WHAT IS EXPECTED —
Reproduce every line of the material below without changing anything.

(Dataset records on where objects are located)
====
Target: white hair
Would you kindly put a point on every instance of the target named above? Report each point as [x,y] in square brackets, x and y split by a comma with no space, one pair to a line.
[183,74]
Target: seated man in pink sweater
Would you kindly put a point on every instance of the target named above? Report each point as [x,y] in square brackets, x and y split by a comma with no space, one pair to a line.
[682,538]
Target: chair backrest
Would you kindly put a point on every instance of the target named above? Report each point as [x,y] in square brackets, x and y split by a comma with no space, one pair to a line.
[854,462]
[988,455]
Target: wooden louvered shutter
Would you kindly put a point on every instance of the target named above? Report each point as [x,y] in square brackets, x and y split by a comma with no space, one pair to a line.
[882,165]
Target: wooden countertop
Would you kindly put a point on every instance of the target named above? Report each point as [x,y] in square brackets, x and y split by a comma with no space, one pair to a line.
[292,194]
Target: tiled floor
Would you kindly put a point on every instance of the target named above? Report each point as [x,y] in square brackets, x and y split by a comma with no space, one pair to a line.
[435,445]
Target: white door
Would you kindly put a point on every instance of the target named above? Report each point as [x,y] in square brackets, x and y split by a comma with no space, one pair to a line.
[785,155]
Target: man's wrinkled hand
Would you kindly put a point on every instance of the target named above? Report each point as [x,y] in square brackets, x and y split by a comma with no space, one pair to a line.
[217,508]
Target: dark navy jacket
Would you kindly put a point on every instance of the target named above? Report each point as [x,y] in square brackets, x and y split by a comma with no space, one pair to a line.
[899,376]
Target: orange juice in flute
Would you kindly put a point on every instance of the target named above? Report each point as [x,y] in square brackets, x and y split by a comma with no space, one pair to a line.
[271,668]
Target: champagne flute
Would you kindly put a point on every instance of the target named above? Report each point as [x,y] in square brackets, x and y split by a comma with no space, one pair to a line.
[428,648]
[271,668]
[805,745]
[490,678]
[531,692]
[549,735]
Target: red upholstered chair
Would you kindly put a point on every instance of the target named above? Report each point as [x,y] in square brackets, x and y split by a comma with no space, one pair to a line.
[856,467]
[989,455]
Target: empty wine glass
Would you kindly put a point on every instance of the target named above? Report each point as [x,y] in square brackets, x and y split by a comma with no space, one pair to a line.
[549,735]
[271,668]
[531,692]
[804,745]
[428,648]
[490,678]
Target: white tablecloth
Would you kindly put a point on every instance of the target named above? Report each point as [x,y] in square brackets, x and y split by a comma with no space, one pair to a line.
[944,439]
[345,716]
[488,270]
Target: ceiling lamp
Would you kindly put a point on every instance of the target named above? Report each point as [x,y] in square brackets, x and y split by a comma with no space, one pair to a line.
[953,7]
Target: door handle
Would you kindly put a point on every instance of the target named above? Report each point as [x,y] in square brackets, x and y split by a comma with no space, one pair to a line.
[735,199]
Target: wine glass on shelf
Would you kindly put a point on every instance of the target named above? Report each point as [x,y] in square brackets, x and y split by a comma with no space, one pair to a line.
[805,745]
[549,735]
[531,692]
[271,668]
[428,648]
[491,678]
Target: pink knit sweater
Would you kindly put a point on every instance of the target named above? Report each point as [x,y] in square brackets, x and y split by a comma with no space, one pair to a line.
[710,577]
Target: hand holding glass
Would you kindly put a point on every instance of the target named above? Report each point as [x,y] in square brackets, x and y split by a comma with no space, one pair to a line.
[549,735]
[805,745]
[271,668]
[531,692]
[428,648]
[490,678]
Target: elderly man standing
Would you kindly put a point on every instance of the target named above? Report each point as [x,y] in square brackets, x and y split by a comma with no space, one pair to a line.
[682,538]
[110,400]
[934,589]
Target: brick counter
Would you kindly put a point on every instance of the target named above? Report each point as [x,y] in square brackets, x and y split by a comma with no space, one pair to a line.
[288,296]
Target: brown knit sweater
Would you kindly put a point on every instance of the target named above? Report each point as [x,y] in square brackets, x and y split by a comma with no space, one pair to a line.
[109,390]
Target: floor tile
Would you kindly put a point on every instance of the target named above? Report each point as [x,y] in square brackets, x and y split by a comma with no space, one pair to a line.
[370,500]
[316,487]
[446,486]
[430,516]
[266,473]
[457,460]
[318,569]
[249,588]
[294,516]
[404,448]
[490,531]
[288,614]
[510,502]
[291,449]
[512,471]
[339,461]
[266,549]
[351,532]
====
EXERCISE OUTPUT —
Target: white hair
Would you kindly put a point on every instance of the target named above? Report each point as [x,y] in square brackets, x and y split by a comma with no space, one pair to a line.
[183,74]
Target: seated man in pink sweater
Would you kindly put a point on every instance of the target named above? Report each point as [x,y] in square brackets, x and y split by a comma with no space, one pair to a line.
[682,538]
Target: chair backrest
Would you kindly put a point on every instance of the target named above? Report each point as [x,y] in square brackets, x and y split by a comma with no space, one pair to a line.
[854,462]
[988,455]
Target: wooden louvered shutter
Would you kindly put a point on every instance of the target named above? Report each point as [x,y] in square brackets, x and y split by a comma with no space, one pair to a line.
[882,165]
Target: wooden countertop
Would you kindly put a point on every instance of the target named above? Report each point as [x,y] in square brackets, x and y split by a comma with no space, one pair to a line.
[292,194]
Target: tiled floor
Would you kindly put a point on every instance of the target named above? Report each point as [x,y] in square brackets, x and y split by a comma with no space, one pair to a line.
[435,445]
Target: white door
Would you kindly put a point on every instance of the target named above? Report each point as [x,y] in square brackets, x and y split by a comma with no space, one pair to a line.
[785,155]
Target: man's wrinkled hand
Would you kindly put a point on every instance of the target named above? Report each point as [x,y] in square brackets, x and y split by a comma with no space, one pair to a line.
[217,508]
Target: dark navy jacket
Would you kindly put a point on every instance of the target named above? Report each point as [x,y] in square brackets, x and y split by a comma with no space, one pair to a line.
[899,376]
Target: orange juice in flute
Would you kindly put a point on every instance of the target named above? Report each point as [x,y] in square brackets, x and y split by a comma with no space, one pair to a line.
[271,668]
Target: champagne flute
Would you kindly put a point on every instance of the target named above? Report each point as [x,y] in square brackets, x and y split by a comma with no space, one pair to a line.
[428,648]
[271,668]
[805,745]
[490,678]
[531,692]
[549,735]
Target: red upholstered chair
Would you kindly put a point on every instance of the target named above? Report each point as [x,y] in square brackets, x and y split by a comma with no space, one pair to a line.
[856,467]
[989,455]
Target: empty wine glass
Would you kindly put a point on every instance of the target named above? Report each point as [x,y] in square brackets, x and y split by a comma with no space, one pair to a line.
[549,735]
[271,668]
[531,692]
[804,745]
[428,648]
[490,678]
Target: white tablecloth
Would you kindly put a point on every instance of the target named above? Report each point as [x,y] in square brackets, x and y split by a comma with no space, one pair to a line.
[944,439]
[345,716]
[488,270]
Target: ceiling lamp
Would you kindly put a point on every instance of the target named above? Report each point as [x,y] in square brackets, x and y split by a comma with no space, one pair to a line.
[953,7]
Target: door handle
Would you kindly put a point on every instance of the target named above? Report each point as [x,y] in square brackets, x and y split by a comma with no space, one pair to a line.
[735,199]
Target: wine glass on shelf
Would you kindly put a point on every instance of the target named above? Report each point as [x,y] in square brackets, x and y split by a comma with no space, one pair to a line.
[805,745]
[549,735]
[531,692]
[271,668]
[428,648]
[491,678]
Target: pink knit sweater
Would you kindly put a point on every instance of the target named above? Report each point as [x,y] in square brackets, x and y split by a comma with no space, one pair to a line.
[710,577]
Target: hand holding glass
Would you kindly put a point on every instance of the target named above? Report each point as [x,y] in square brackets, x and y split by a comma with no space, one pair to a line.
[549,735]
[805,745]
[271,668]
[531,692]
[428,648]
[490,678]
Target: elderly man standing
Would you kindly put a point on every instance of the target named above? Report each point as [x,y] in square brackets, x and y split by a comma with no space, one pair to a line.
[682,538]
[110,400]
[934,589]
Target: brick counter
Would you kindly put a point on every instance of the target named above? Report each point as [x,y] in square brackets, x and y split by a comma with no space, one pair to a line.
[288,296]
Target: brown knit sweater
Would you kindly put a point on every instance of the target named above? Report each point as [x,y] in square brackets, x and y split by a comma with no space, one pair to a line.
[109,390]
Target: floor tile
Would you kindly put a point on every instance of the target named above? Report each point as [x,y] in square brackets, x and y split by a comma with no space, one pair to a line.
[370,500]
[316,487]
[446,486]
[430,516]
[266,473]
[457,460]
[318,569]
[249,588]
[294,516]
[404,448]
[490,531]
[288,614]
[510,502]
[291,449]
[512,471]
[339,461]
[266,549]
[351,532]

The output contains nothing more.